STATED GOAL
Update the lines in every item below by swapping "marker" for "pin" and leaving everything else as it is.

═════ MATERIAL PROVIDED ═════

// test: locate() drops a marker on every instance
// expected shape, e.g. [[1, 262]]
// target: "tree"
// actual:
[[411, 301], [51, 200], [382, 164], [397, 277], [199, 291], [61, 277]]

═════

SOLUTION TO THIS TASK
// test: locate() drops a pin on every instance
// expected shape, e.g. [[1, 262]]
// target: "tree"
// actual:
[[411, 301], [51, 200], [382, 164], [397, 277], [199, 291], [61, 277]]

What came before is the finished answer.